## TASK OBJECTIVE
Reproduce everything from the line containing "of the anchor" down to the line containing "[376,306,432,664]", swapping "anchor rope" for "mooring line" and keeping the rest unchanged.

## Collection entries

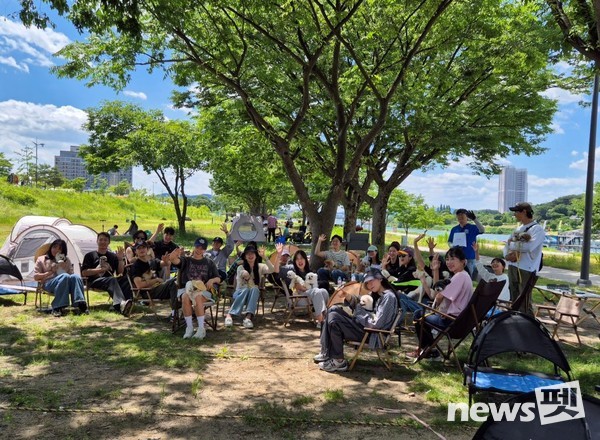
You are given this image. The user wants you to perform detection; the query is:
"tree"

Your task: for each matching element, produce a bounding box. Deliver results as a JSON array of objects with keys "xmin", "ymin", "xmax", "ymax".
[
  {"xmin": 21, "ymin": 0, "xmax": 549, "ymax": 251},
  {"xmin": 387, "ymin": 189, "xmax": 439, "ymax": 241},
  {"xmin": 80, "ymin": 101, "xmax": 203, "ymax": 233},
  {"xmin": 0, "ymin": 153, "xmax": 12, "ymax": 177}
]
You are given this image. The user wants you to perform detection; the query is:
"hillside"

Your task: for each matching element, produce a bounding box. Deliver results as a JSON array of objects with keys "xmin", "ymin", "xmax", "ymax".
[{"xmin": 0, "ymin": 182, "xmax": 214, "ymax": 241}]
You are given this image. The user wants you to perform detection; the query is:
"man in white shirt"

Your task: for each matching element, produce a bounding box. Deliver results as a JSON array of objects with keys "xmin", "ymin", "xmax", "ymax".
[{"xmin": 504, "ymin": 202, "xmax": 546, "ymax": 315}]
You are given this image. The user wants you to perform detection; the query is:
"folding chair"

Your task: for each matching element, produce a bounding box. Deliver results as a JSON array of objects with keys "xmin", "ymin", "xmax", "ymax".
[
  {"xmin": 415, "ymin": 280, "xmax": 506, "ymax": 370},
  {"xmin": 345, "ymin": 308, "xmax": 402, "ymax": 371},
  {"xmin": 535, "ymin": 295, "xmax": 583, "ymax": 346}
]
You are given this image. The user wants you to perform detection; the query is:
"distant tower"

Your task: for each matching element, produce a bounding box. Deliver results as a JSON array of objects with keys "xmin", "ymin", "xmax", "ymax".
[{"xmin": 498, "ymin": 167, "xmax": 527, "ymax": 213}]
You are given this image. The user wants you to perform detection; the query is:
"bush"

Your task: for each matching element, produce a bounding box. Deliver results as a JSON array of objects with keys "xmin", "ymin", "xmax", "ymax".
[{"xmin": 0, "ymin": 186, "xmax": 36, "ymax": 206}]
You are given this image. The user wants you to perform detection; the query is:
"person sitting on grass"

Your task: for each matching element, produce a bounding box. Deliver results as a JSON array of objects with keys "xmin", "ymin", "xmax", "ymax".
[
  {"xmin": 225, "ymin": 243, "xmax": 283, "ymax": 328},
  {"xmin": 406, "ymin": 247, "xmax": 473, "ymax": 361},
  {"xmin": 286, "ymin": 249, "xmax": 329, "ymax": 328},
  {"xmin": 129, "ymin": 242, "xmax": 177, "ymax": 319},
  {"xmin": 314, "ymin": 269, "xmax": 398, "ymax": 373},
  {"xmin": 33, "ymin": 239, "xmax": 89, "ymax": 317},
  {"xmin": 81, "ymin": 232, "xmax": 133, "ymax": 316},
  {"xmin": 315, "ymin": 234, "xmax": 350, "ymax": 289},
  {"xmin": 170, "ymin": 237, "xmax": 221, "ymax": 339}
]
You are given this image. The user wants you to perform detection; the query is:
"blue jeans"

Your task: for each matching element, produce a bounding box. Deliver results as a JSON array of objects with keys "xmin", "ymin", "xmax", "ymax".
[
  {"xmin": 229, "ymin": 287, "xmax": 260, "ymax": 316},
  {"xmin": 317, "ymin": 267, "xmax": 347, "ymax": 289},
  {"xmin": 44, "ymin": 273, "xmax": 85, "ymax": 309}
]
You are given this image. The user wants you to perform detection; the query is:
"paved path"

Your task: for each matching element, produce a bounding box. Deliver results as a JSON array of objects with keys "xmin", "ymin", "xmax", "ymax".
[{"xmin": 481, "ymin": 255, "xmax": 600, "ymax": 286}]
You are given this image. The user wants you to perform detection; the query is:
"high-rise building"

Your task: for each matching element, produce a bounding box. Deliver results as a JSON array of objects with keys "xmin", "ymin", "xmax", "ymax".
[
  {"xmin": 498, "ymin": 167, "xmax": 527, "ymax": 213},
  {"xmin": 54, "ymin": 145, "xmax": 133, "ymax": 189}
]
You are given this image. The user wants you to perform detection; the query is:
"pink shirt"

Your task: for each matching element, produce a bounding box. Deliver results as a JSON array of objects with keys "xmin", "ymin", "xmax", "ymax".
[{"xmin": 442, "ymin": 270, "xmax": 473, "ymax": 316}]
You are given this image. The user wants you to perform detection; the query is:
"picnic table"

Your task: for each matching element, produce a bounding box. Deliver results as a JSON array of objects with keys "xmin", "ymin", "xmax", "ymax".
[{"xmin": 535, "ymin": 284, "xmax": 600, "ymax": 325}]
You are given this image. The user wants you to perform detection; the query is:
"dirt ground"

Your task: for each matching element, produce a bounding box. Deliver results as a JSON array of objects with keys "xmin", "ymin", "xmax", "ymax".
[{"xmin": 0, "ymin": 288, "xmax": 598, "ymax": 440}]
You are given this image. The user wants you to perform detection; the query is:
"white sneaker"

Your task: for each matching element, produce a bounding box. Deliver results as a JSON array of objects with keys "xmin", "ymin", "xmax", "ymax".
[
  {"xmin": 183, "ymin": 327, "xmax": 194, "ymax": 339},
  {"xmin": 192, "ymin": 327, "xmax": 206, "ymax": 339}
]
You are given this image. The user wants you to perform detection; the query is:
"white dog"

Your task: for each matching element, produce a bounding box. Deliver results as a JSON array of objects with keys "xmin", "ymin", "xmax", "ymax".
[
  {"xmin": 304, "ymin": 272, "xmax": 319, "ymax": 290},
  {"xmin": 287, "ymin": 270, "xmax": 304, "ymax": 290}
]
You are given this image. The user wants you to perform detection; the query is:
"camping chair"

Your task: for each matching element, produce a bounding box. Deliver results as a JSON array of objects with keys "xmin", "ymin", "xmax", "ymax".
[
  {"xmin": 464, "ymin": 310, "xmax": 572, "ymax": 405},
  {"xmin": 535, "ymin": 295, "xmax": 583, "ymax": 346},
  {"xmin": 344, "ymin": 307, "xmax": 402, "ymax": 371},
  {"xmin": 281, "ymin": 283, "xmax": 314, "ymax": 327},
  {"xmin": 0, "ymin": 255, "xmax": 31, "ymax": 305},
  {"xmin": 171, "ymin": 270, "xmax": 221, "ymax": 333},
  {"xmin": 415, "ymin": 280, "xmax": 506, "ymax": 370}
]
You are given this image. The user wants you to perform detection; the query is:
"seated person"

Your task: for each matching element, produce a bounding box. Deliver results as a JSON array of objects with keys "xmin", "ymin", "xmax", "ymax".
[
  {"xmin": 206, "ymin": 223, "xmax": 234, "ymax": 281},
  {"xmin": 314, "ymin": 269, "xmax": 398, "ymax": 372},
  {"xmin": 169, "ymin": 237, "xmax": 221, "ymax": 339},
  {"xmin": 407, "ymin": 247, "xmax": 473, "ymax": 360},
  {"xmin": 225, "ymin": 243, "xmax": 276, "ymax": 328},
  {"xmin": 315, "ymin": 234, "xmax": 350, "ymax": 289},
  {"xmin": 81, "ymin": 232, "xmax": 133, "ymax": 316},
  {"xmin": 129, "ymin": 242, "xmax": 177, "ymax": 317},
  {"xmin": 33, "ymin": 239, "xmax": 89, "ymax": 317},
  {"xmin": 125, "ymin": 223, "xmax": 164, "ymax": 264},
  {"xmin": 290, "ymin": 250, "xmax": 329, "ymax": 328}
]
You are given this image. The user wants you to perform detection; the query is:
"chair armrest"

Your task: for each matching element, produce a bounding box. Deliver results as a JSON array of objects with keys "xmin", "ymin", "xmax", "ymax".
[{"xmin": 423, "ymin": 304, "xmax": 456, "ymax": 321}]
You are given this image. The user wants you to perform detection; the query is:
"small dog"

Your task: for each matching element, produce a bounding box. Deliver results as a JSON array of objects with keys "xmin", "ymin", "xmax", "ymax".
[
  {"xmin": 287, "ymin": 270, "xmax": 304, "ymax": 290},
  {"xmin": 304, "ymin": 272, "xmax": 319, "ymax": 290}
]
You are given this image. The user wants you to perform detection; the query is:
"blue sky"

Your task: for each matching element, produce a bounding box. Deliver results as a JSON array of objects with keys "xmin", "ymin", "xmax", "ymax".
[{"xmin": 0, "ymin": 1, "xmax": 600, "ymax": 209}]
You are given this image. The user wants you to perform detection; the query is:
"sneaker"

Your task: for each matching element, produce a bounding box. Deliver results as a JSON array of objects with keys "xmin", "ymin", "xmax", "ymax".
[
  {"xmin": 183, "ymin": 327, "xmax": 194, "ymax": 339},
  {"xmin": 121, "ymin": 299, "xmax": 133, "ymax": 316},
  {"xmin": 192, "ymin": 327, "xmax": 206, "ymax": 339},
  {"xmin": 313, "ymin": 353, "xmax": 329, "ymax": 364},
  {"xmin": 319, "ymin": 359, "xmax": 348, "ymax": 373}
]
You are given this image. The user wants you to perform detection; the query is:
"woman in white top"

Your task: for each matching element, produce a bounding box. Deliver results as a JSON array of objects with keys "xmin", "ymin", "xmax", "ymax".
[{"xmin": 225, "ymin": 244, "xmax": 276, "ymax": 328}]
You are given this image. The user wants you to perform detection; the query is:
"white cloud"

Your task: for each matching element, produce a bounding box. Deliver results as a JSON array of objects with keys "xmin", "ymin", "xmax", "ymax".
[
  {"xmin": 123, "ymin": 90, "xmax": 148, "ymax": 101},
  {"xmin": 542, "ymin": 87, "xmax": 585, "ymax": 104},
  {"xmin": 0, "ymin": 16, "xmax": 70, "ymax": 72}
]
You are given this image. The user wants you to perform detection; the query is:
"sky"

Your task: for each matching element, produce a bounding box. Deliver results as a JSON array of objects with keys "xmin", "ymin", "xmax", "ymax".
[{"xmin": 0, "ymin": 0, "xmax": 600, "ymax": 210}]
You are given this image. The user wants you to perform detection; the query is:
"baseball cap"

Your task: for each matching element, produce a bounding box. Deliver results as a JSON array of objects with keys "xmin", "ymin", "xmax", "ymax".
[
  {"xmin": 194, "ymin": 237, "xmax": 208, "ymax": 249},
  {"xmin": 363, "ymin": 269, "xmax": 383, "ymax": 284},
  {"xmin": 398, "ymin": 246, "xmax": 415, "ymax": 257},
  {"xmin": 508, "ymin": 202, "xmax": 533, "ymax": 214}
]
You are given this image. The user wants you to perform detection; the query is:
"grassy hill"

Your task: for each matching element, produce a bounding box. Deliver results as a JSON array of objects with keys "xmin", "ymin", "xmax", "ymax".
[{"xmin": 0, "ymin": 182, "xmax": 224, "ymax": 242}]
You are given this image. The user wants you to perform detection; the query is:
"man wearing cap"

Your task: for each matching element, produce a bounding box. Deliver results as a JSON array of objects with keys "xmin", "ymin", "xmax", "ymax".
[
  {"xmin": 448, "ymin": 208, "xmax": 485, "ymax": 280},
  {"xmin": 205, "ymin": 223, "xmax": 234, "ymax": 281},
  {"xmin": 129, "ymin": 241, "xmax": 177, "ymax": 316},
  {"xmin": 504, "ymin": 202, "xmax": 546, "ymax": 315},
  {"xmin": 170, "ymin": 237, "xmax": 221, "ymax": 339}
]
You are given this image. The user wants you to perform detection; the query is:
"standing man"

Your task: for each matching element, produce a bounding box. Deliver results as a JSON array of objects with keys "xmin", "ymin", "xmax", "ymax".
[
  {"xmin": 504, "ymin": 202, "xmax": 546, "ymax": 316},
  {"xmin": 448, "ymin": 208, "xmax": 485, "ymax": 280},
  {"xmin": 206, "ymin": 223, "xmax": 234, "ymax": 281},
  {"xmin": 267, "ymin": 214, "xmax": 277, "ymax": 243},
  {"xmin": 81, "ymin": 232, "xmax": 133, "ymax": 316}
]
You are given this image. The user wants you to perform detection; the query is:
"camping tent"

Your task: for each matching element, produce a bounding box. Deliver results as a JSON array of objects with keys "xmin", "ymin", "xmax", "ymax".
[{"xmin": 0, "ymin": 215, "xmax": 97, "ymax": 280}]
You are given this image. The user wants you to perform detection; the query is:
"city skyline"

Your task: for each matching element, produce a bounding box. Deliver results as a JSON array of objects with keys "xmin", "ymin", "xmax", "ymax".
[{"xmin": 0, "ymin": 0, "xmax": 600, "ymax": 209}]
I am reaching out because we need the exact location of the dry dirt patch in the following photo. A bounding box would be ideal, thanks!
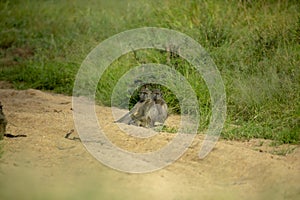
[0,89,300,199]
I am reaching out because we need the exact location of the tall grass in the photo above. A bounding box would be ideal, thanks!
[0,0,300,143]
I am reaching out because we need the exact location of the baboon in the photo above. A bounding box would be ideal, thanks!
[152,89,168,124]
[116,88,155,127]
[0,102,7,140]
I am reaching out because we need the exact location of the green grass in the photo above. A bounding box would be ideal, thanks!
[0,0,300,143]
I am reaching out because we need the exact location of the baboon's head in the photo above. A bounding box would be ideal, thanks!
[152,89,162,101]
[140,88,152,101]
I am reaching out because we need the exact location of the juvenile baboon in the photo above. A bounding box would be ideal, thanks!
[116,88,154,127]
[152,89,168,124]
[0,102,7,140]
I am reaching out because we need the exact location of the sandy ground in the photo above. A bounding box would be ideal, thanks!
[0,84,300,200]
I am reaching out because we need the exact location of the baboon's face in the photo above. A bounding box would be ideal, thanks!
[140,88,152,101]
[152,90,162,101]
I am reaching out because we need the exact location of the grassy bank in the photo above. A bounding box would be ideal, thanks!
[0,0,300,143]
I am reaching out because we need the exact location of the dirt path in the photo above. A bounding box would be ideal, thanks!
[0,89,300,199]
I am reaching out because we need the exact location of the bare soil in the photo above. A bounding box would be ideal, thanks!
[0,83,300,199]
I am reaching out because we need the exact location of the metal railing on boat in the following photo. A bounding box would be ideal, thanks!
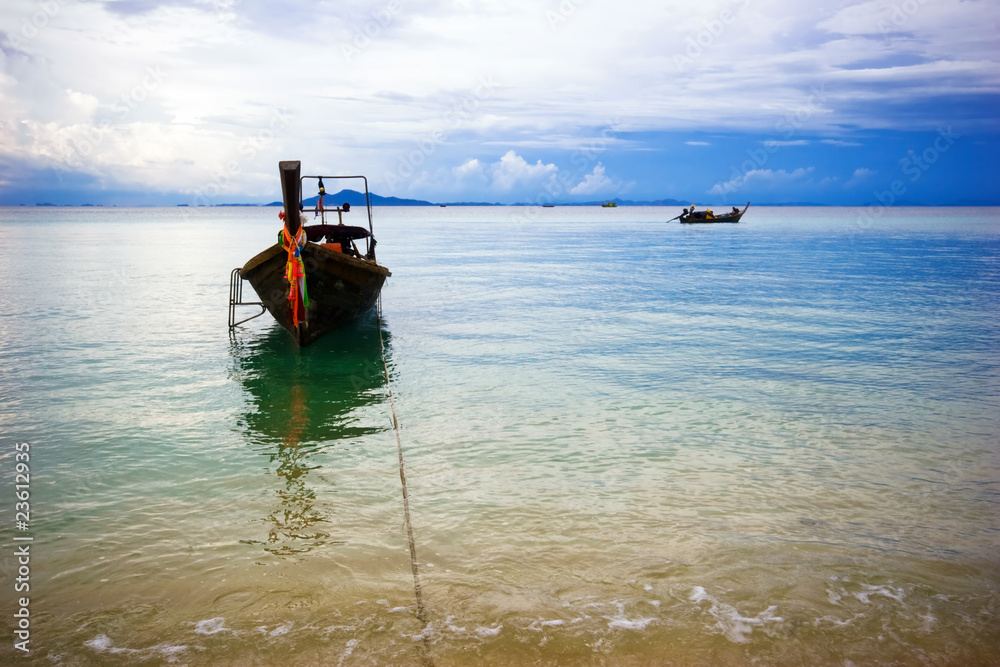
[229,268,267,329]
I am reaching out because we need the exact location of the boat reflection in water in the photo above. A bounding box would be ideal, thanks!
[231,314,389,555]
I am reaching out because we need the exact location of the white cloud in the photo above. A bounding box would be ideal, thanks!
[490,150,559,192]
[451,158,486,181]
[0,0,1000,198]
[708,167,814,195]
[761,139,809,148]
[569,162,615,195]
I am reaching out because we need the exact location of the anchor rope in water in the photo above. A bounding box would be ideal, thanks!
[376,306,432,664]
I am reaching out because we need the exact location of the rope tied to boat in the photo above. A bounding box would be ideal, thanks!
[376,310,434,665]
[278,211,309,326]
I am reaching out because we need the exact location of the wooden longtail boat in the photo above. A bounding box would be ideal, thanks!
[229,160,392,345]
[678,202,750,224]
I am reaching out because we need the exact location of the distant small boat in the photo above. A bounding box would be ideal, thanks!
[229,160,392,345]
[667,202,750,224]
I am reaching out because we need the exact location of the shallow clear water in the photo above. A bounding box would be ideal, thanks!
[0,207,1000,665]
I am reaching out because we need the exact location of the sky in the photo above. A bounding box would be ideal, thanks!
[0,0,1000,206]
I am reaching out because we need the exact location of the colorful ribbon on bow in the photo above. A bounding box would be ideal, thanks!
[279,214,309,326]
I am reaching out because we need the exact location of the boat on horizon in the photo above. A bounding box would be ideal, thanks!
[667,202,750,224]
[229,160,392,346]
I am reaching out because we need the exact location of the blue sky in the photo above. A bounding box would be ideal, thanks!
[0,0,1000,205]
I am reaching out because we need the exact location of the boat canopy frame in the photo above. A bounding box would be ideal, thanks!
[299,175,375,260]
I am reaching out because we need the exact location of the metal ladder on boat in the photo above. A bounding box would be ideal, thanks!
[229,267,267,329]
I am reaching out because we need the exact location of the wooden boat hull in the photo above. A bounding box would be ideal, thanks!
[240,243,392,345]
[680,202,750,225]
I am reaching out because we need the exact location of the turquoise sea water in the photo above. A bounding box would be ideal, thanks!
[0,207,1000,665]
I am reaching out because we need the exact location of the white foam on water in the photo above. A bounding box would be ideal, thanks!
[444,616,465,634]
[268,621,292,637]
[337,639,361,667]
[528,618,566,632]
[688,586,785,644]
[83,635,118,653]
[194,616,232,635]
[604,601,656,630]
[83,635,188,662]
[853,584,906,604]
[920,608,937,635]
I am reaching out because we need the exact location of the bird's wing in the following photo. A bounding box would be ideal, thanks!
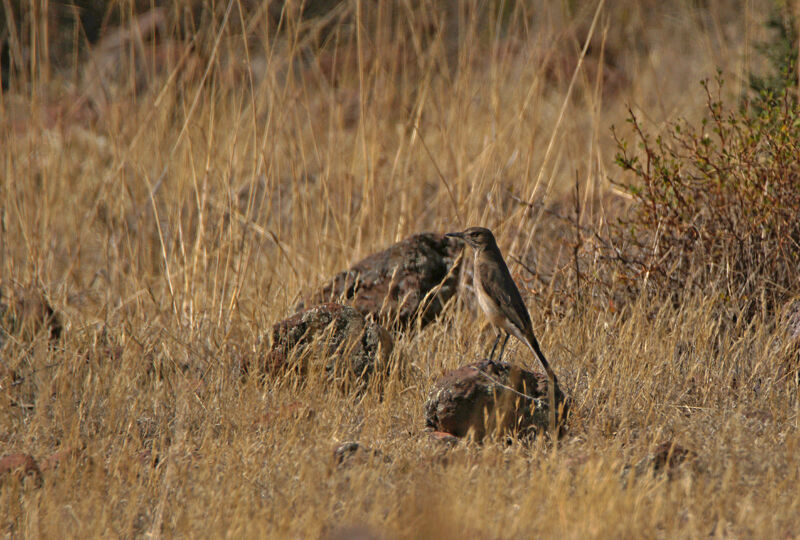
[476,256,533,335]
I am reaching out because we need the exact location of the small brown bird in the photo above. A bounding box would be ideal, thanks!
[447,227,556,418]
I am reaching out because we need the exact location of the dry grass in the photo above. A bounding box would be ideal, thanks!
[0,0,800,538]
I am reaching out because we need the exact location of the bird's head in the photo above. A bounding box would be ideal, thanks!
[445,227,496,249]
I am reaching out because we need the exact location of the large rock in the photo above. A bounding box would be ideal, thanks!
[425,360,567,440]
[299,233,463,327]
[266,303,394,384]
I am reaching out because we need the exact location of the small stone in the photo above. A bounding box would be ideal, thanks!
[333,441,391,467]
[425,360,568,440]
[0,454,42,485]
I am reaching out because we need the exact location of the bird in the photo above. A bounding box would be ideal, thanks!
[445,227,557,427]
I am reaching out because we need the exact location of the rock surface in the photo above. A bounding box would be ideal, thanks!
[0,454,42,484]
[333,441,391,467]
[0,286,63,345]
[299,233,463,328]
[425,360,568,440]
[265,303,394,378]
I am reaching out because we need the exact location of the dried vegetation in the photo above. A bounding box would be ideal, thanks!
[0,0,800,538]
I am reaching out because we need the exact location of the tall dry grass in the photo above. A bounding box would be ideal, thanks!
[0,0,800,538]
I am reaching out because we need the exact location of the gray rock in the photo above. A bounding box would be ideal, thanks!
[425,360,568,440]
[264,303,394,379]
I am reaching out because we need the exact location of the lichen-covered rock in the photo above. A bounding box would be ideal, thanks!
[298,233,463,327]
[0,454,42,485]
[425,360,568,440]
[266,303,394,378]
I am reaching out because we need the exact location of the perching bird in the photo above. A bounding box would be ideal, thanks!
[447,227,556,424]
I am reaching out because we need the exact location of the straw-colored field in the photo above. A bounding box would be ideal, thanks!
[0,0,800,538]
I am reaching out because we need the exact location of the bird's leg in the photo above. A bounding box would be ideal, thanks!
[489,333,503,362]
[497,332,511,362]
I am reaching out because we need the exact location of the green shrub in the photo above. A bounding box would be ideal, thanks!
[605,78,800,313]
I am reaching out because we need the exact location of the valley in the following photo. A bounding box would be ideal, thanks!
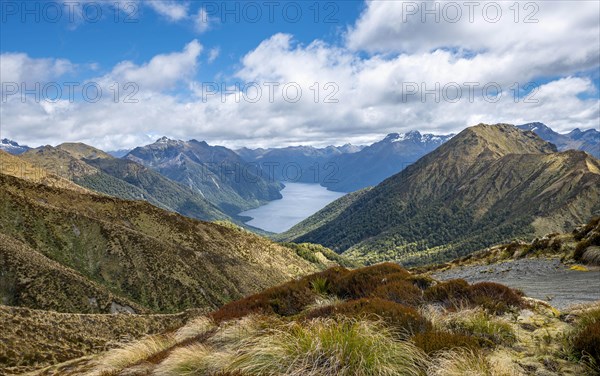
[238,182,343,233]
[0,124,600,376]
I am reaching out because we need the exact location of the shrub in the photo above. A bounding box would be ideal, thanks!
[332,262,410,299]
[372,281,423,306]
[408,275,435,290]
[469,282,522,314]
[211,278,316,323]
[310,277,329,295]
[424,279,469,307]
[306,298,431,334]
[412,331,480,354]
[228,319,426,376]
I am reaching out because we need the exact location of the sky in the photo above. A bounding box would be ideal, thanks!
[0,0,600,150]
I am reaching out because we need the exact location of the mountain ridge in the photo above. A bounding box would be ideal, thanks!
[282,124,600,263]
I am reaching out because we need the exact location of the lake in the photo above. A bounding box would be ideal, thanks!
[239,182,344,233]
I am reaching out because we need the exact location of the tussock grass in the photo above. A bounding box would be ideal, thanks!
[92,334,177,373]
[153,343,228,376]
[427,350,524,376]
[441,308,517,345]
[229,319,426,376]
[175,316,216,343]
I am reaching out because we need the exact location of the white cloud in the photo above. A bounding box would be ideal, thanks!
[208,47,221,64]
[0,52,75,84]
[194,8,210,33]
[97,40,202,91]
[145,0,189,22]
[144,0,211,34]
[0,1,600,149]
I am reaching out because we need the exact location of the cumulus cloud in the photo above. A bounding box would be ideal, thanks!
[1,1,600,149]
[97,40,202,91]
[144,0,211,34]
[0,52,75,84]
[145,0,189,22]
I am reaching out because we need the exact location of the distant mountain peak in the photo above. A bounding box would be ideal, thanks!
[0,138,31,155]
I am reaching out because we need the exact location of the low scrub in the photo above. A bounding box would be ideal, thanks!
[332,263,411,299]
[306,298,431,335]
[469,282,522,314]
[425,279,469,307]
[424,279,522,314]
[372,280,423,306]
[412,331,480,354]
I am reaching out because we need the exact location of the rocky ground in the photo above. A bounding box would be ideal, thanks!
[432,259,600,310]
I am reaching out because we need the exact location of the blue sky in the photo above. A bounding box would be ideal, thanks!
[0,0,600,149]
[0,0,364,84]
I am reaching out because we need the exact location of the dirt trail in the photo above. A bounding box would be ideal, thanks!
[433,259,600,310]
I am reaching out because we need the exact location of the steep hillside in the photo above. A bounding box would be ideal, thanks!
[0,233,149,313]
[0,175,320,312]
[34,263,600,376]
[322,131,453,192]
[0,138,31,155]
[20,143,229,220]
[0,150,91,193]
[517,123,600,158]
[126,137,282,215]
[0,305,199,375]
[283,124,600,264]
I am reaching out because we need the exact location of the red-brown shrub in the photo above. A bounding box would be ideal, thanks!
[424,279,469,306]
[372,280,423,306]
[469,282,523,314]
[412,331,480,354]
[332,262,410,299]
[306,298,431,333]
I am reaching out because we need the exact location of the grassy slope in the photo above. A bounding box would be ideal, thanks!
[0,175,318,312]
[21,143,229,220]
[0,234,149,313]
[0,305,197,374]
[36,264,600,376]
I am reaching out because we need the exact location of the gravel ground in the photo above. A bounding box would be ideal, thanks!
[433,259,600,310]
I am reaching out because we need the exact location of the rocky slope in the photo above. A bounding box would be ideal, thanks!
[283,124,600,264]
[517,123,600,158]
[20,143,230,220]
[125,137,283,215]
[322,131,453,192]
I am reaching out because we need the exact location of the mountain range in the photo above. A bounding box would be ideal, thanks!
[124,137,283,215]
[0,152,339,313]
[20,143,229,221]
[236,144,364,183]
[517,123,600,158]
[0,138,30,155]
[278,124,600,264]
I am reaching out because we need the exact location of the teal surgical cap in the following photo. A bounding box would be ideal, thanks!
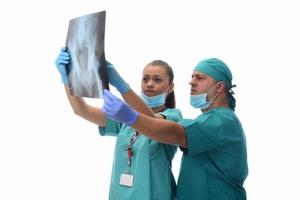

## SOLUTION TO THIS TASK
I am reaching out because we need the exact location of the mooring line in water in the photo above. A bounding box would be ideal, thanks!
[376,306,432,664]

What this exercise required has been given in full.